▶ **TEXTE PRÉSENTÉ**:
↓↓↓

Spectacles culturels : qui arrêtera les inégalités entre public et privé ?
25/01/2016
Par les temps revendicatifs qui courent et les changements espérés dans les divers secteurs de la dynamique nationale, aux niveaux politique, économique, social et sécuritaire, le domaine culturel ne demeure pas en reste puisque les différents intervenants cherchent à se réorganiser dans un cadre plus sérieux.
C’est encore une fois, les milieux prônant l’encouragement de l’initiative privée qui font entendre leur voix pour un nivellement du secteur par le haut grâce à l’esprit de concurrence et de compétition qui ne peut que se répercuter positivement sur le rendement et la nature des spectacles culturels à offrir aux spectateurs tunisiens.
Profitant du dernier remaniement ministériel et l’avènement d’un nouveau titulaire du portefeuille de la Culture, en l’occurrence l’artiste, Sonia Mbarek, les personnes ayant des idées novatrices , estiment que la Tunisie est certes, entrée, suite à l’adoption de la Constitution il y a un an, irréversiblement, dans une étape marquée par les grandes mutations, notamment , d’ordre structurel.
Ces mutations impliquent, logiquement, des réformes pour ne pas rester à la traîne des révolutions enregistrées un peu partout. Et la culture n’y échappe pas.
En effet, en plus du droit à la Culture, désormais un droit constitutionnellement garanti, il est indéniable qu’il faudrait introduire davantage de démocratisation et de facilitation d’accès pour tous, à savoir les entrepreneurs culturels, ont un besoin urgent de réformes administratives et fiscales, pour pouvoir exercer leurs activités
Et dire que ces activités, selon les spécialistes du domaine, sont régies déjà par une loi existant bien avant celle de la création du département ministériel culturel, se sont retrouvées pénalisées par des modalités draconiennes, voire illégales.
Qu’on en juge : La retenue à la source est, désormais, exigée au préalable, soit avant même l’arrivée des artistes dans le pays et avant qu’ils ne perçoivent leurs émoluments, ce qui est contraire aux procédures comptables et fiscales d’usage dans le monde entier, sans oublier l’élargissement de la base de calcul de ces taxes au brut, conduisant à une hausse conséquente du montant dont il faut s’acquitter.
A tout cela s’ajoute le rôle que s’est arrogé le ministère de la Culture qui, de service public, s’est transformé en organisateur se plaçant dans une situation de concurrence déloyale. Ceci dans la mesure où il exploite des ressources humaines et des logistiques, déjà fonctionnelles pour d’autres tâches, donc sans frais supplémentaires, pour mener les tractations avec les artistes, notamment ceux étrangers.
En procédant à l’organisation matérielle des multiples festivals, le ministère devient juge et partie. C’est dans ce sens qu’il réglemente et approuve la constitution des sociétés, c’est lui qui autorise ou non la tenue des événements et organise et subventionne ses propres festivals à savoir : les JTC, les JCC, les JMC, la Foire du livre, le Festival international de Carthage, le Festival international de Hammamet et certaines manifestations occasionnelles qui viennent se rajouter régulièrement à la liste des événements au gré des occasions et des saisons.

↑↑↑

▶ **LIGNES DE DONNÉES**:
↓↓↓

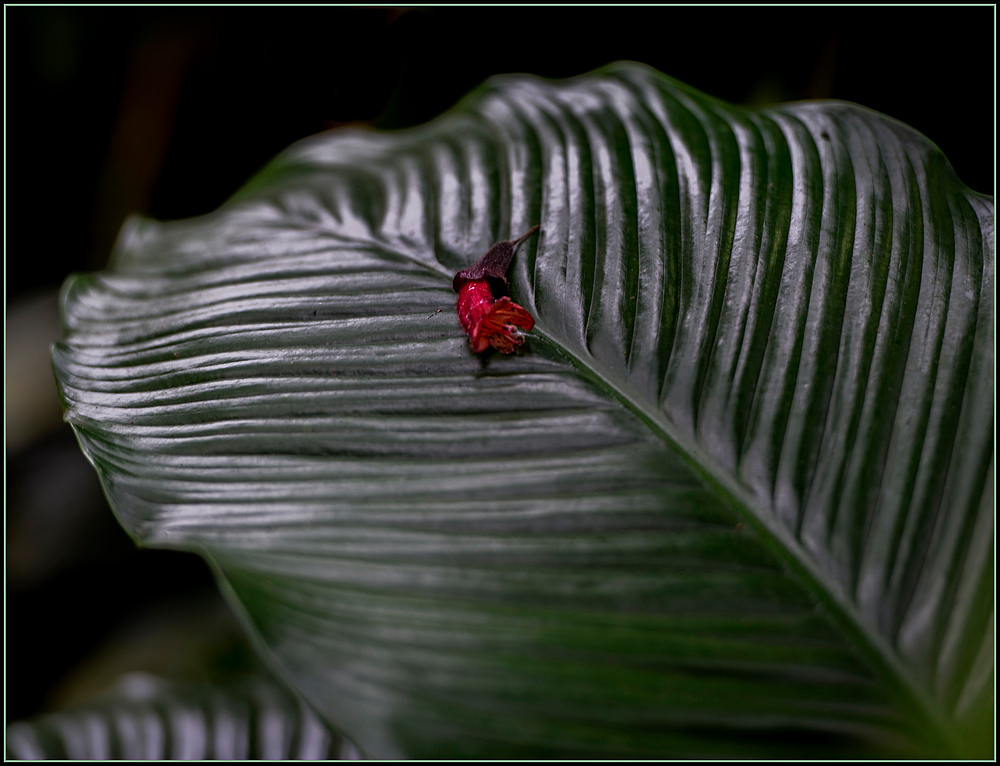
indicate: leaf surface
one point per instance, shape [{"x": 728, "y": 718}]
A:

↑↑↑

▶ **TRAVAIL À FAIRE**: Recopiez mot pour mot le passage de l'article sur les spectacles culturels allant de « Profitant du dernier » jusqu'à « notamment , d’ordre structurel. ». Appuyez-vous uniquement sur l'article pour répondre.

▶ **RÉPONSE CI-DESSOUS**:
Profitant du dernier remaniement ministériel et l’avènement d’un nouveau titulaire du portefeuille de la Culture, en l’occurrence l’artiste, Sonia Mbarek, les personnes ayant des idées novatrices , estiment que la Tunisie est certes, entrée, suite à l’adoption de la Constitution il y a un an, irréversiblement, dans une étape marquée par les grandes mutations, notamment , d’ordre structurel.